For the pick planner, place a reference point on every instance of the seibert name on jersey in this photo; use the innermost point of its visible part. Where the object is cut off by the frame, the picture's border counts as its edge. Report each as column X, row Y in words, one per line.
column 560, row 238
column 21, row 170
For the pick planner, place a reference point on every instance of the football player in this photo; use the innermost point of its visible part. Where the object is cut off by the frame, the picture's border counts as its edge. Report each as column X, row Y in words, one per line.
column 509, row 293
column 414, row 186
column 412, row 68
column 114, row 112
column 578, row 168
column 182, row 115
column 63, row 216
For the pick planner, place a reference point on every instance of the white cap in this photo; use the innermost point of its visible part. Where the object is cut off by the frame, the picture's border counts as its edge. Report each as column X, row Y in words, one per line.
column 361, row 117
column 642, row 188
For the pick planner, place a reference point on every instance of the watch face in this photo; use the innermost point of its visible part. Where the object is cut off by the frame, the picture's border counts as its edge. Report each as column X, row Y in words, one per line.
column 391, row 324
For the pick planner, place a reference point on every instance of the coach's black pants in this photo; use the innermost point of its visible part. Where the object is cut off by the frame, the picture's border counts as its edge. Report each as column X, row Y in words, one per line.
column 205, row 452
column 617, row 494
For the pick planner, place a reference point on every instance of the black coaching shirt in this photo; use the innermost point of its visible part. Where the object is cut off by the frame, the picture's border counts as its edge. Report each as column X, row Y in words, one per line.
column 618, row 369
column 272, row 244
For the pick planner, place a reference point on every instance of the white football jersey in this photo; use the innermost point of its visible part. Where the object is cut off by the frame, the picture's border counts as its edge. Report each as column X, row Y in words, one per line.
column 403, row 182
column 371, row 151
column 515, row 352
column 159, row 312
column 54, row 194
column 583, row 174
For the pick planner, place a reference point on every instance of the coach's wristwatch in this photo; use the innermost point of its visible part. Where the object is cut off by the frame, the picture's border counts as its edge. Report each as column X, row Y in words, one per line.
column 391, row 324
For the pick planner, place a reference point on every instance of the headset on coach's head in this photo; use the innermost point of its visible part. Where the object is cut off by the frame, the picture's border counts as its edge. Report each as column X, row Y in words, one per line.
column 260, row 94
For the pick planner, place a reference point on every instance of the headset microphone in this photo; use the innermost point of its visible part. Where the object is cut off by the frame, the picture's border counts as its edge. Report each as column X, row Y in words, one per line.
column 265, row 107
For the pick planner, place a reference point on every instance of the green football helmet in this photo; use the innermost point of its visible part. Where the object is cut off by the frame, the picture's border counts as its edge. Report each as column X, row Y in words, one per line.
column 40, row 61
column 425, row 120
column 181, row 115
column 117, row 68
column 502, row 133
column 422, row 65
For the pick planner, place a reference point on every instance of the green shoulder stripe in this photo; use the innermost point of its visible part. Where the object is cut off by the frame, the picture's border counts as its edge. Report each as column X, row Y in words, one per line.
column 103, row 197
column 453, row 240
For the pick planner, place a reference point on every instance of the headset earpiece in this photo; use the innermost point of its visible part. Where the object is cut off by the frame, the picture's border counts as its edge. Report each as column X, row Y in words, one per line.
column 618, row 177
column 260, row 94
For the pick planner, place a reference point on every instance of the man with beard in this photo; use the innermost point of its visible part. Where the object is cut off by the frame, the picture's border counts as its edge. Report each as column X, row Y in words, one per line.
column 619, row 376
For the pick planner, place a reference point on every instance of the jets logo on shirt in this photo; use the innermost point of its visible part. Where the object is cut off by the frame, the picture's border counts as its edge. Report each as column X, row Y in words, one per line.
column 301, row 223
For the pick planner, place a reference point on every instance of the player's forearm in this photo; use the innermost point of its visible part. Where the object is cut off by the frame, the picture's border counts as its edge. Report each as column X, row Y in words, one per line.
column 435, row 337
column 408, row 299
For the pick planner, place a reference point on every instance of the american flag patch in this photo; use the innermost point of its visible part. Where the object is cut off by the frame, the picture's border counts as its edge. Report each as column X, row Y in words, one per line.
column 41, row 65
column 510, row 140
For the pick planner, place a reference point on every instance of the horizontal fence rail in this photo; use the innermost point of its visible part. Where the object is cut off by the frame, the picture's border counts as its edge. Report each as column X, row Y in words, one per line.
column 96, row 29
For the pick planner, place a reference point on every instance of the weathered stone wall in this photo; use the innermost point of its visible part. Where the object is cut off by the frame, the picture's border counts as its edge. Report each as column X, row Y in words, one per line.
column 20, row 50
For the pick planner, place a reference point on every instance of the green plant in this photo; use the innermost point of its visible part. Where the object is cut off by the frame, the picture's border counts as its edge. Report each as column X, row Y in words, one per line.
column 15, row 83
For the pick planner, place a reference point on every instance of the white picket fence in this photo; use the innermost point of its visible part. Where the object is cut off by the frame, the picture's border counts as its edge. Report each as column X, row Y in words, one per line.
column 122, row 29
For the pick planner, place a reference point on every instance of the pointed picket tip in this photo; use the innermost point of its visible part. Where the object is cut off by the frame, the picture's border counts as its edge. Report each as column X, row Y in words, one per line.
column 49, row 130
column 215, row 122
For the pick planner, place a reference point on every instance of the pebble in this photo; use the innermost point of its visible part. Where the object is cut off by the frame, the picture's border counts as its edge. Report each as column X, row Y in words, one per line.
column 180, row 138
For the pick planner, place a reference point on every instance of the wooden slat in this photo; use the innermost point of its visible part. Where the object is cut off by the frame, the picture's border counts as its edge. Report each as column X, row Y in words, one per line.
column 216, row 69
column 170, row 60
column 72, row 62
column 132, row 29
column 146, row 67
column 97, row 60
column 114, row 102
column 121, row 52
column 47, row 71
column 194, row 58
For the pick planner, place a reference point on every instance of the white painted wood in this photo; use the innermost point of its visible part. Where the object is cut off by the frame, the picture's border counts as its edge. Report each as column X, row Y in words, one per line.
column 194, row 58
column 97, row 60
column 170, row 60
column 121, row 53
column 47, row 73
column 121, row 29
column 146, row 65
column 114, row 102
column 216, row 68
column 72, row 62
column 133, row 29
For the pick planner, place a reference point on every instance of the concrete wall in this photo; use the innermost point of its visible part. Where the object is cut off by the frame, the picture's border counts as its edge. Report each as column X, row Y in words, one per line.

+===+

PROBLEM REQUIREMENTS —
Please reproduce all of the lines above, switching "pick planner" to "grasp planner" wherever it appears and keeping everything else the same.

FINISHED TASK —
For the grasp planner, place a reference point on every instance of the seibert name on jersey in this photo; use the innermost point of its visible part. Where the object is cut off by the frame, the picture's border counts as its edge. Report each as column X, row Y in words, one per line.
column 560, row 238
column 21, row 170
For the grasp planner, place a reference point on every instance of the football player in this photo; use the innermost point of its visible part. Where the object is cut off by the frame, the picture's border counts as its edge. Report each as column X, row Y in words, one per line.
column 509, row 293
column 414, row 186
column 412, row 68
column 114, row 112
column 578, row 168
column 182, row 115
column 63, row 216
For the grasp planner, place a reference point on every instance of the white cap in this photo; use the innermost point of its visible part. Where the object is cut off by the frame, the picture's border counts as its edge. Report each as column X, row Y in words, one per line.
column 361, row 117
column 642, row 188
For the grasp planner, place a reference point on every instance of the watch face in this photo; use the innermost point of its visible part. Where the object is cut off by the frame, the picture's border counts as its edge. Report each as column X, row Y in words, one per line.
column 391, row 324
For the grasp planner, place a reference point on every instance of the coach's black pants in this photo; use the innermost point of its visible part. Where the object is cut off by the frame, the picture's border counts as its edge. Report each as column X, row Y in words, one per line.
column 205, row 452
column 617, row 494
For the grasp planner, place a reference point on every instance of the black coaching shirt in this photo; use the innermost point of its visible part. Where the object is cut off by the frame, the picture's border counts as its edge. Report each as column X, row Y in words, one per line.
column 618, row 369
column 272, row 244
For the grasp planner, place a reference point on every instance of the white football jersey in this photo; use the innermost point of its visible part. Where the object is cut off by the frame, the picture's border counts as its edge. Report each as column X, row Y in words, one per line.
column 403, row 182
column 371, row 151
column 515, row 352
column 159, row 312
column 54, row 194
column 583, row 174
For the grasp planner, place a reference point on every instance of the coach's wristwatch in this photo; use the innermost point of its visible part. Where the object is cut off by the frame, the picture's border counts as its edge. Report each as column X, row Y in words, one per line.
column 391, row 324
For the grasp planner, place a reference point on every instance of the headset on coach's head in this photo; use the innermost point of its visible part. Where the object is cut off by the frame, the picture's border counts as its edge. Report each as column X, row Y in words, one per line.
column 260, row 94
For the grasp planner, place a reference point on every instance of the headset microphone in this photo; use the innermost point of its visible part. Where the object is cut off by the frame, the picture's border counts as its edge. Report each as column X, row Y in words, one per line.
column 265, row 107
For the grasp planner, place a reference point on every instance of the green football helmet in this photo; use the innermost point of its visible part. Where the object is cut off by the frame, the picture's border counts as its edge. Report each as column X, row Y in words, one per line.
column 40, row 61
column 425, row 120
column 181, row 115
column 117, row 68
column 502, row 133
column 422, row 65
For the grasp planner, place a reference point on every instance of the green shoulder stripe in this photo; use the innermost point of its visible part. Where the object is cut off by the frame, the picture's border counts as its edge. Report each as column X, row Y in words, one per line.
column 103, row 197
column 453, row 240
For the grasp planner, place a reference point on every instance of the headset earpiece in this photo; use the innermost point of its visible part. Where the object is cut off by the frame, the picture's border counts as its edge. Report each as column X, row Y in words, one per line.
column 618, row 177
column 260, row 94
For the grasp planner, place a reference point on every instance of the man with beard in this photo; use the innermost point of its visible part. Where the object is cut off by the frame, the picture's border counts as its edge. Report each as column X, row Y in words, one per line.
column 619, row 376
For the grasp planner, place a reference point on every instance of the jets logo on shirt in this photo; use the innermost point of its visible part. Where the object is cut off by the frame, the picture's border counts as its edge. Report each as column X, row Y in words, one per line.
column 301, row 223
For the grasp planner, place a reference point on every instance of the player's forearm in this photo; use the innermost point of its visible part. Where the object is cut off by the frame, the picture's border counts as its edge. Report each as column X, row Y in words, one per line.
column 435, row 337
column 408, row 299
For the grasp planner, place a reference point on every instance of the american flag patch in this photo; use the innermost point of its visible part. Where the object is cut off by the frame, the picture's border counts as its edge. Report each as column X, row Y in words, one per line.
column 41, row 65
column 510, row 140
For the grasp planner, place a reference point on every instance of the horizontal fence rail in this photo; use the innermost point of its visible part. Where the object is cut off by the frame, the picture's border counts as its edge. Report each as column X, row Y in words, one per line.
column 96, row 29
For the grasp planner, place a reference point on every instance of the weathered stone wall in this photo; use the innermost point of its visible part. Where the object is cut off by the frame, the picture's border counts as its edge. Report each as column X, row Y in words, one per line.
column 20, row 50
For the grasp planner, place a reference point on every instance of the green plant in this photo; use the innermost point of its visible part. Where the object is cut off by the frame, the picture's border counts as its edge. Report each as column X, row Y in words, one per line.
column 15, row 83
For the grasp planner, place a reference point on every instance of the white picket fence in this photo; use the innermost point of its visible part. Where the object is cut off by the frame, the picture's border counts as its edge. Report each as column X, row Y in words, one per line.
column 122, row 29
For the grasp planner, place a reference point on every instance of the pointed picket tip in this photo; use the innermost point of its visible part. Where the object is cut off by the frame, the picture's border counts as its edge. Report each as column X, row Y in words, one per line.
column 49, row 130
column 215, row 122
For the grasp planner, place a reference point on every instance of the pebble in this photo; use the innermost point of its visible part. Where the object is cut off by the frame, the picture's border counts as its edge. Report each as column X, row Y in words, one per line.
column 180, row 138
For the grasp planner, place a reference point on every instance of the wooden slat in this photo; use the innermost point of its visible part. Where the object is cut off by the frame, the picture's border counts as its edge. Report each as column X, row Y in words, one per line.
column 216, row 69
column 170, row 60
column 72, row 62
column 132, row 29
column 146, row 67
column 97, row 60
column 114, row 102
column 121, row 52
column 47, row 71
column 194, row 58
For the grasp planner, place a reference point on every instance of the white painted wood in this photo; use the innermost point of its visible part. Where the object is cut off by the frame, the picture's border counts as its edge. Report each as column X, row Y in words, one per line.
column 194, row 58
column 97, row 60
column 170, row 60
column 121, row 53
column 47, row 73
column 121, row 29
column 146, row 65
column 114, row 102
column 216, row 68
column 72, row 62
column 133, row 29
For the grasp planner, place a reference point on every instance of the concrete wall in this photo; use the innermost point of its visible part. Where the object is cut off by the frame, the picture's border counts as its edge. Report each as column X, row Y in words, one per line.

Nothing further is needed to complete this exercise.